=== Excerpts from a dataset ===
▬▬▬

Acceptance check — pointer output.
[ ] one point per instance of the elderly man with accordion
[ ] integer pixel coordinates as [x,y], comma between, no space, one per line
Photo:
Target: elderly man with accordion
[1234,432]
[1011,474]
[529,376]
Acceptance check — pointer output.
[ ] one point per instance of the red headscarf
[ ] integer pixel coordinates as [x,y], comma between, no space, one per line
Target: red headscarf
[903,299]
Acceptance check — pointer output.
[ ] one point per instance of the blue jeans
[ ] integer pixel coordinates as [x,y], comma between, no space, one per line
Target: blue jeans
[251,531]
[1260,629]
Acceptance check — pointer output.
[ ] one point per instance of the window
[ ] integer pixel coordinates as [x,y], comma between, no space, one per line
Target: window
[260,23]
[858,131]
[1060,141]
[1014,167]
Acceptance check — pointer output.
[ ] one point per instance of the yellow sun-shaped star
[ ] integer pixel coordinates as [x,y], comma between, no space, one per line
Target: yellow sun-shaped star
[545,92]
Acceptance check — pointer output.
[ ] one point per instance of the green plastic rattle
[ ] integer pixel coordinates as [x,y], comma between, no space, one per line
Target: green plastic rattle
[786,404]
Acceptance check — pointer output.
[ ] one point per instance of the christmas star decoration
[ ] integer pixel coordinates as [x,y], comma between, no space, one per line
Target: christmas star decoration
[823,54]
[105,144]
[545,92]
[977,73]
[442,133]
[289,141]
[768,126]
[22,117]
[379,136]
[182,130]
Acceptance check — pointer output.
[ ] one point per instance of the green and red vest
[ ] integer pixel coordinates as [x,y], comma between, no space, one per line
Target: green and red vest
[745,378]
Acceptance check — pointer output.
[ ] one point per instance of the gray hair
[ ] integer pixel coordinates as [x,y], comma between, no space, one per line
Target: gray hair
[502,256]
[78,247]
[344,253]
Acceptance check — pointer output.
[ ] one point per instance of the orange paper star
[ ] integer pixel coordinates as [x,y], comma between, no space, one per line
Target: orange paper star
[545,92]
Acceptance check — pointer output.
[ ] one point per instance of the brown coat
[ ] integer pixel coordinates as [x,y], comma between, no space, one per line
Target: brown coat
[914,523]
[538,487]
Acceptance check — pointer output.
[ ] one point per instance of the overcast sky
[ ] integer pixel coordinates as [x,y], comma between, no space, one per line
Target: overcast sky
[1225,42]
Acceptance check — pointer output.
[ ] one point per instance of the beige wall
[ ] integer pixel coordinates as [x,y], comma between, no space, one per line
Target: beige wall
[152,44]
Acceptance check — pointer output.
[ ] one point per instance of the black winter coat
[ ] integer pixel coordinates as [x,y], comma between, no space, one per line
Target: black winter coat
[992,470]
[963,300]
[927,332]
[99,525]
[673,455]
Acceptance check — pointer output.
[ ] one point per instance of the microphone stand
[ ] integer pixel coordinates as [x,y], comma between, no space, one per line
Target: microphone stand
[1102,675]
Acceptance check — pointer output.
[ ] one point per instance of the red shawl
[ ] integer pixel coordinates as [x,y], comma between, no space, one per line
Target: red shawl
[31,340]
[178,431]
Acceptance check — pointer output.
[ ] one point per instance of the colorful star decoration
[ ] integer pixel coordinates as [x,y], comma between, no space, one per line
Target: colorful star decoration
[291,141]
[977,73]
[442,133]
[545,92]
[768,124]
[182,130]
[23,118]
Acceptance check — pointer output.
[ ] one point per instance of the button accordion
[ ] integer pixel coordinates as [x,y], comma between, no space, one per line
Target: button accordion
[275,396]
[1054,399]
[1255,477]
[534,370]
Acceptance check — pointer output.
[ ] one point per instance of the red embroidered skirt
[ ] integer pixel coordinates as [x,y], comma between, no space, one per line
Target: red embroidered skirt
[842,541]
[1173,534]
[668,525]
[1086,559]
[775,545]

▬▬▬

=== WHAT YOU NEED TO DO ===
Return, exactly, the lines from the first line of the records above to the line containing "[ ] one point per instance of the window", both included.

=== WRITTEN REPLY ===
Acceptance check — pointer output.
[ ] one point per instance of the elderly man with accordion
[ ] integer pixel coordinates as [x,y], comma between, no space, one per line
Photo:
Target: elderly man with accordion
[1234,432]
[1011,474]
[529,376]
Acceptance check — pointer output.
[ ] one point per instance of the red headscarf
[ ] integer pixel coordinates as [x,y], comma between, no space, one per line
Target: red headscarf
[903,299]
Acceptance check — pointer output.
[ ] one point per instance of the blue jeans
[ ] integer pixel coordinates as [x,y], comma between, no space, one per line
Target: blue jeans
[251,531]
[1260,629]
Acceptance check — pointer output.
[ ] one point per instance of the window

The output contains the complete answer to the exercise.